PASSAGE:
- - - -
# Holes in my Anubias Leaves --- Potassium Deficiency?



## chase127 (Jun 8, 2008)

ive heard of plecos sucking holes in plants.I have no plecos myself though but the pleco tank at my LFS has no plants without holes  so it could be that. also, anubias leaves start out yellow, thats normal. what type of ferts are you dosing?


----------



## wyeto (Mar 13, 2008)

I have the exact same thing happening right now! And I did just add plecos but I got rid of one and it kept going on but I added a diferent kind recently


----------



## captain_bu (Oct 20, 2007)

It definitely looks like the leaves are being eaten/damaged by whatever is trying to eat the algae off of them.


----------



## wyeto (Mar 13, 2008)

This is effecting all of my larger leaf plants hear are my pics and my story of it http://www.plantedtank.net/forums/plants/69801-some-sort-fungus-snails-pics-inside.html


----------



## Gatekeeper (Feb 20, 2007)

That is not a K deficiency at all. That looks like an apeitzer for one of you inhabitants for sure.


----------



## tl00plan (Nov 26, 2007)

Here's why I thought it was a potassium deficiency. I stopped dosing KNO3 a few weeks ago when my tank tested 40-80 ppm NO3 and my tap water tested ~20 ppm NO3. Shortly thereafter, I started to see this problem. When I started dosing Flourish Potassium, everything I my tank started to grow better again. I cut all the damaged leaves from the anubias and gave them a chance to grow in clean. Unfortunately, I'm still seeing this.

Any thoughts as to what could be eating these plants, if that's what it is? I haven't seen anything but my ottos on these plants, and they clearly prefer the glass or driftwood. Here's a list of the other inhabitants:

- Amano shrimp (prefer drfitwood, never seen them on the anubias)
- 1 4" galaxy pleco (that would be too big to sit on these leaves) 
- 3 blue rams (no interest in plants)
- 3 adolfi corys (no interest in plants)
- 1 bala shark (no interest in plants)
- 6 giant danios (no interest in plants)
- 6 neons (no interest in plants)

I've looked and looked and looked, but I've never once seen a snail in this tank. I guess I'll look closer, but do you have any other thoughts?
- - - -
LISTING:
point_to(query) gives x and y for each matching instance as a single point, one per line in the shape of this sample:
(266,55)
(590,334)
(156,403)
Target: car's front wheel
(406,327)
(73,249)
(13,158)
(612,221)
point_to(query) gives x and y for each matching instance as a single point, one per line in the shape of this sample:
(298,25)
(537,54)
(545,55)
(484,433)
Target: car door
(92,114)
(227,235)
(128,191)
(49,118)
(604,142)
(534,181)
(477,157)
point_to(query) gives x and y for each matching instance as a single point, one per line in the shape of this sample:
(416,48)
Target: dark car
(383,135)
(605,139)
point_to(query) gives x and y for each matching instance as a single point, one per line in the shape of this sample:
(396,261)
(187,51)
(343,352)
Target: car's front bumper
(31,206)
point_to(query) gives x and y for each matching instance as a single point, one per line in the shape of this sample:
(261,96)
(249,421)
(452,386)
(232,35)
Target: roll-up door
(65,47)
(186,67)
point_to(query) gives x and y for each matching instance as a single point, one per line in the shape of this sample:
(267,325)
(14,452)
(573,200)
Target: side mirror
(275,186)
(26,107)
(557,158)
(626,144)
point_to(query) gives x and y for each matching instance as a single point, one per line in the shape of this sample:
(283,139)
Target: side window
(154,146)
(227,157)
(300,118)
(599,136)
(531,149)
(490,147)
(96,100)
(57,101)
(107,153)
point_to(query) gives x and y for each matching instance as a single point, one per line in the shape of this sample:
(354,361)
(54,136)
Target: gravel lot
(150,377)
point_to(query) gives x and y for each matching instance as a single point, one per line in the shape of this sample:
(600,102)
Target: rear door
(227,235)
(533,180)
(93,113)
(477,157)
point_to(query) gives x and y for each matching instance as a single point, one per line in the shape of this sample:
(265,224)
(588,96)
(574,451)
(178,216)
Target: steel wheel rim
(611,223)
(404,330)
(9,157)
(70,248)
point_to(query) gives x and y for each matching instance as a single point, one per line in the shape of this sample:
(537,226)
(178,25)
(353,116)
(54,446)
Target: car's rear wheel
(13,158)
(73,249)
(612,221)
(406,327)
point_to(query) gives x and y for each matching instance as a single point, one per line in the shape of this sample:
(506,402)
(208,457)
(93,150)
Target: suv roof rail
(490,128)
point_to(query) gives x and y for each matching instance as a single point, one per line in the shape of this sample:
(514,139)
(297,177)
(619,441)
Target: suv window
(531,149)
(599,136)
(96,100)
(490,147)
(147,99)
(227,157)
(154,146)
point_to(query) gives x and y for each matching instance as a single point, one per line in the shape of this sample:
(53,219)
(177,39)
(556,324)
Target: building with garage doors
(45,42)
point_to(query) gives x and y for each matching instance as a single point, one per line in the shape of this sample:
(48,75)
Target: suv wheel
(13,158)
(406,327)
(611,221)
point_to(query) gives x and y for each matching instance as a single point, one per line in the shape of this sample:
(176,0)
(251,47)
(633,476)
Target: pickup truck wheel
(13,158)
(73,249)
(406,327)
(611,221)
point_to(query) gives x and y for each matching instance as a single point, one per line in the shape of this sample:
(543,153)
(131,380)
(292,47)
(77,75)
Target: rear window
- - - -
WORK TO DO:
[1] In the thread about holes in Anubias leaves, rewrite the paragraph beginning "Here's why I thought it was a potassium deficiency" as a short list that keeps its main facts.
[2] According to the thread about holes in Anubias leaves, how much nitrate did the poster's tap water test at?

RESPONSES TO THE TASKS:
[1]
- The poster stopped dosing KNO3 a few weeks ago, when the tank tested 40–80 ppm NO3 and the tap water tested about 20 ppm NO3.
- The problem showed up soon after.
- After dosing Flourish Potassium began, everything in the tank grew better again.
- All damaged anubias leaves were cut off so new ones could grow in clean.
- The damage is still appearing.

[2] About 20 ppm NO3.